What you need to do: Please repeat the entries below from the line with "Accessibility service: describe where the lake" to the line with "[163,28,224,105]", substituting "attic window" for "dormer window" and keeping everything else unchanged. Leave the pictures out of your answer.

--- Start Recorded information ---

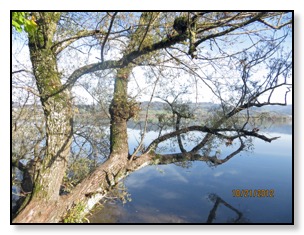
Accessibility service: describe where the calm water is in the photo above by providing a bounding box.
[89,125,293,223]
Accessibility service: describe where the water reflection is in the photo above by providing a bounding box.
[89,123,293,223]
[206,194,249,224]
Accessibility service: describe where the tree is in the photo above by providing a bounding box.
[13,12,292,223]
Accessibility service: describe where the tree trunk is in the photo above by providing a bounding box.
[16,13,73,221]
[109,67,132,157]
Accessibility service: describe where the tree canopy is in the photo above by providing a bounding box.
[12,11,293,223]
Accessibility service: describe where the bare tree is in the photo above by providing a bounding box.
[13,12,292,223]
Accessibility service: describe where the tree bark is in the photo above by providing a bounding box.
[16,12,73,221]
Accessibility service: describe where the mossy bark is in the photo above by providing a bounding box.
[29,12,72,201]
[110,67,132,156]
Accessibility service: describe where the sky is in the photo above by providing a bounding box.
[12,11,292,104]
[0,0,304,235]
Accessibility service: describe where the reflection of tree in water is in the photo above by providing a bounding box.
[206,193,249,223]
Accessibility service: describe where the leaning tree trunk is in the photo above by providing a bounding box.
[14,12,72,222]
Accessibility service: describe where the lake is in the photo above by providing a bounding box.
[88,125,293,224]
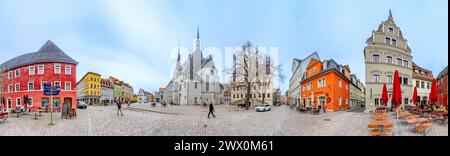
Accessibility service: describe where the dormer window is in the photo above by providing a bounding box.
[388,27,394,33]
[385,37,391,45]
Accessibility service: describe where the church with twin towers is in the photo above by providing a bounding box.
[163,28,224,105]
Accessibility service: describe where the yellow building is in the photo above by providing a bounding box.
[77,72,102,105]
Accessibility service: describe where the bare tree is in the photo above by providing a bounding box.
[231,41,285,109]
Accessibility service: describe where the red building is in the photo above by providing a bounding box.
[437,66,448,108]
[0,41,78,111]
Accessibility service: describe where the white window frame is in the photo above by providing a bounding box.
[53,81,61,88]
[14,83,20,92]
[27,97,33,107]
[28,66,36,75]
[41,81,47,90]
[64,82,72,90]
[8,71,14,80]
[38,65,45,75]
[28,82,36,91]
[53,64,61,74]
[386,56,394,64]
[8,84,14,93]
[16,98,22,107]
[14,69,20,78]
[64,65,72,75]
[372,54,380,62]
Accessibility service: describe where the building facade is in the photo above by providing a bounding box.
[287,52,320,107]
[411,62,434,105]
[100,78,114,105]
[108,76,123,103]
[0,41,78,111]
[120,83,134,103]
[301,59,350,111]
[164,30,223,105]
[77,72,102,105]
[364,12,413,111]
[138,89,154,103]
[437,66,448,109]
[350,74,366,110]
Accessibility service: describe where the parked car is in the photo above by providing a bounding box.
[77,101,87,109]
[256,103,272,112]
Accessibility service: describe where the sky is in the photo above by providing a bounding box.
[0,0,448,93]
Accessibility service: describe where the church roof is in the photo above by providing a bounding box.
[0,40,78,72]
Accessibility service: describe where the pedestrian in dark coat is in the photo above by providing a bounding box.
[208,103,216,118]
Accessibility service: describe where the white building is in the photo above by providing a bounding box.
[164,30,223,105]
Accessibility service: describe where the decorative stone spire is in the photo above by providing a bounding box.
[197,26,200,40]
[388,9,394,20]
[177,42,181,62]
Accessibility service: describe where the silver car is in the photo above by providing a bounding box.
[256,103,272,112]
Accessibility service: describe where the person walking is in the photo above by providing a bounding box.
[117,102,123,116]
[208,103,216,118]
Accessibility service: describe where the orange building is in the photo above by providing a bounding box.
[300,59,350,111]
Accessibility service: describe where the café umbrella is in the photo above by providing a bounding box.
[413,87,419,107]
[381,84,389,107]
[392,70,402,107]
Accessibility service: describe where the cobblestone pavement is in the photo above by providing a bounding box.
[0,104,448,136]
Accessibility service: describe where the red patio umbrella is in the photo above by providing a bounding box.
[381,84,389,106]
[392,70,402,107]
[430,79,438,105]
[413,87,419,107]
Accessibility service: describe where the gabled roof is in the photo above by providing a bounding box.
[0,40,78,72]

--- End Recorded information ---

Response to this task:
Accessibility service: describe where the lake is in the photo above by providing a bounding box.
[88,125,293,224]
Accessibility service: describe where the attic window is in the photo above by providing a bounding box.
[388,27,394,33]
[385,37,391,45]
Accessibility service: describe where the church with twin towers is in the photo above by providing a bounding box.
[163,28,224,105]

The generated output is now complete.